+++ Given text +++

Updates the Telegram polling monitor loop to track a runner.stop() promise and await it during cleanup.
Adds abort-signal wiring intended to stop the active grammY runner on shutdown.
Goal is to reduce overlapping pollers (409 getUpdates conflicts / duplicate deliveries) during restarts/hot-reload.
Change is localized to src/telegram/monitor.ts and affects the polling runner lifecycle/cleanup path.

Confidence Score: 2/5

Not safe to merge as-is due to an incomplete fix for the stated race condition.
The new await only runs if an abort event fires; in the described hot-reload restart path, the abort signal often isn’t triggered, so the old runner may continue while a new one starts, leaving the 409/duplicate-delivery issue unresolved.
src/telegram/monitor.ts

_{(2/5) Greptile learns from your feedback when you react with thumbs up/down!}

greptile-apps

_{1 file reviewed, 1 comment}

_{Edit Code Review Agent Settings | Greptile}

greptile-apps · 2026-02-07T02:55:30Z

src/telegram/monitor.ts

+      const stopState: { promise: Promise<void> | null } = { promise: null };
      const stopOnAbort = () => {
        if (opts.abortSignal?.aborted) {
-          void runner.stop();
+          stopState.promise = runner.stop();


Await never runs

stopState.promise is only set in the abort event handler. In the hot-reload/config-restart scenario described in the PR, the polling loop is typically restarted without aborting opts.abortSignal, so stopState.promise stays null and the new loop can still start before the previous runner is fully stopped.

To actually prevent overlapping pollers, ensure runner.stop() is triggered on all restart/exit paths (e.g., in the finally block unconditionally or before the backoff sleep), then await it there. As-is, this change only affects the abort case.

+++ Extracted data +++

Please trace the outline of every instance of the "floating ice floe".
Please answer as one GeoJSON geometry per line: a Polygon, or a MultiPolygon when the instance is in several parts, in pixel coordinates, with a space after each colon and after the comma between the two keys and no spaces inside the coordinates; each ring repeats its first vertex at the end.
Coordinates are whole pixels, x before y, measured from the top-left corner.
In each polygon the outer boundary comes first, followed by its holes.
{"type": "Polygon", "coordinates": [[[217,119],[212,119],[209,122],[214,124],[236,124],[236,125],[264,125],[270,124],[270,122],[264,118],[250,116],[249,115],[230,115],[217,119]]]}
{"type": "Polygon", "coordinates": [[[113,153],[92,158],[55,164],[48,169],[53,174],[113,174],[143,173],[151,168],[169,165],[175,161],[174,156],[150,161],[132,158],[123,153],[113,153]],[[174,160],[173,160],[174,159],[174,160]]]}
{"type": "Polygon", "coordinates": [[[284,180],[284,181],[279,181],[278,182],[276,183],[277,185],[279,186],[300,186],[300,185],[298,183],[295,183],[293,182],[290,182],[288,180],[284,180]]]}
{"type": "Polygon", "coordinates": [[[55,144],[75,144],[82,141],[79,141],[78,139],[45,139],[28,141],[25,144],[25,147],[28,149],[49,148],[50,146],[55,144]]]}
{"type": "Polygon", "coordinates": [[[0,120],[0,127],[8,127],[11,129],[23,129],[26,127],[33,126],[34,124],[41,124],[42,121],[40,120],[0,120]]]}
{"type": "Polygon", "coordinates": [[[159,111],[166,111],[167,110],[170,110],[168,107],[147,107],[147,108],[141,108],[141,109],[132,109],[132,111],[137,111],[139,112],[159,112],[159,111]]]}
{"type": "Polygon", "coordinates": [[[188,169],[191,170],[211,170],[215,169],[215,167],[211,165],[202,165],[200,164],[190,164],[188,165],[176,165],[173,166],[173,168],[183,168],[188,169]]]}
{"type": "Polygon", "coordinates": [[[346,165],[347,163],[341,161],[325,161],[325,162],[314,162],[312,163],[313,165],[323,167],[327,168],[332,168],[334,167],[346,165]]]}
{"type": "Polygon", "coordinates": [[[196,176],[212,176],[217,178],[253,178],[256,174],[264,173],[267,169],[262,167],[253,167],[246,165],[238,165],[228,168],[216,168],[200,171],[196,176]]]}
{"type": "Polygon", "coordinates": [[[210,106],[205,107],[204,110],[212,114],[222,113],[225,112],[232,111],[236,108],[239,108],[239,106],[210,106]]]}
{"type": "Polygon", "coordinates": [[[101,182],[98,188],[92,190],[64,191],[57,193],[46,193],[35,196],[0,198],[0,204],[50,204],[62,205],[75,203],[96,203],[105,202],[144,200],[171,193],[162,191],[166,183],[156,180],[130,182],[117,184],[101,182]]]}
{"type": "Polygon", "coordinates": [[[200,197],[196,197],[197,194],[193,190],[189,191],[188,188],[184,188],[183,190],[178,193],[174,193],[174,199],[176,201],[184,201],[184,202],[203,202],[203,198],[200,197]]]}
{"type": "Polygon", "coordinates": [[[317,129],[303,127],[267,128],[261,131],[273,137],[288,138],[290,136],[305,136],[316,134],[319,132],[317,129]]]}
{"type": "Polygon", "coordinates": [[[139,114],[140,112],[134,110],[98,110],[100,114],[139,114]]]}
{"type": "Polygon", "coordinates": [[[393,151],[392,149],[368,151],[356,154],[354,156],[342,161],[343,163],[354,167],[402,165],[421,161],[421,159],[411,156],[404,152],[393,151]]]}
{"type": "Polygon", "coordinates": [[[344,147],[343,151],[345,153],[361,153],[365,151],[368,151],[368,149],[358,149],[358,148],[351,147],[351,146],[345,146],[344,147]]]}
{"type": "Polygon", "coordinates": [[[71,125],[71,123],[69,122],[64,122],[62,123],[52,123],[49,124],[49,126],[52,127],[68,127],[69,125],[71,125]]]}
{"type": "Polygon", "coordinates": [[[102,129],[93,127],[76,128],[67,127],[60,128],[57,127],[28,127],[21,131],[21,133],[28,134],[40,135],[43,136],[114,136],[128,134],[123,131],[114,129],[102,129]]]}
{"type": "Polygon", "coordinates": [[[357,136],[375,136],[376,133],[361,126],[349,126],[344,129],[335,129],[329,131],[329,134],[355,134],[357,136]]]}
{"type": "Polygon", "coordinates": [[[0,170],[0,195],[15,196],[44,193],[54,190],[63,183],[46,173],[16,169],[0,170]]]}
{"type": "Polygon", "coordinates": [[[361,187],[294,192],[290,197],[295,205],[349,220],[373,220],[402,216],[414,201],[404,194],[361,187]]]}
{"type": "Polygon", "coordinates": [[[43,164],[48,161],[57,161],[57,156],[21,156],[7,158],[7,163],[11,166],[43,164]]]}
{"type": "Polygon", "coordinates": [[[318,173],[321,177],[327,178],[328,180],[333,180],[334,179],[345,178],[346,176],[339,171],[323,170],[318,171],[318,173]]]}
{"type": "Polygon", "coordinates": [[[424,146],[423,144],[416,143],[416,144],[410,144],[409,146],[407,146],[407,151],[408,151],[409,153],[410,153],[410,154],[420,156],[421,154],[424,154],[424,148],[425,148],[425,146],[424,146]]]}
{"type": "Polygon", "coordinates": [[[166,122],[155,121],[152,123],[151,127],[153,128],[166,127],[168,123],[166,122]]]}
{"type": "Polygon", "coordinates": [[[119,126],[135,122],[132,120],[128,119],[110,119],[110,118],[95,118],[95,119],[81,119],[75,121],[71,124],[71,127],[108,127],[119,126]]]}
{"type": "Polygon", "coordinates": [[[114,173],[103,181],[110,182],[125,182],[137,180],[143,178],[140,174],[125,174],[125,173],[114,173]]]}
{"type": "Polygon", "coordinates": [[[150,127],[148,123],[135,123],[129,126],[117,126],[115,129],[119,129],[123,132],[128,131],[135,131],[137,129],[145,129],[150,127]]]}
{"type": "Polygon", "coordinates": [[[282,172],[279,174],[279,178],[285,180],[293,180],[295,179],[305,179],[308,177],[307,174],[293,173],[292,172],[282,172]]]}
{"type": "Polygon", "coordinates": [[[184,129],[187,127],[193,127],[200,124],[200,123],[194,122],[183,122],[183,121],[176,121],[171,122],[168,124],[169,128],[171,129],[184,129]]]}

+++

Problem set:
a. According to the code review, to which file is the change localized?
b. For each statement, say whether it agrees with the code review, answering yes or no and quoting the deciding words: (i) The change spans several files. (ii) stopState.promise is set only in the abort event handler. (iii) The change is judged safe to merge in its current form.
c. Render this sentence from the code review in Spanish: "stopState.promise is only set in the abort event handler."
The entries above are separate material, distinct from the code review.

Replies:
a. src/telegram/monitor.ts

b.
(i) No: "Change is localized to src/telegram/monitor.ts"
(ii) Yes: "stopState.promise is only set in the abort event handler."
(iii) No: "Not safe to merge as-is due to an incomplete fix for the stated race condition."

c. stopState.promise solo se asigna en el controlador del evento de aborto.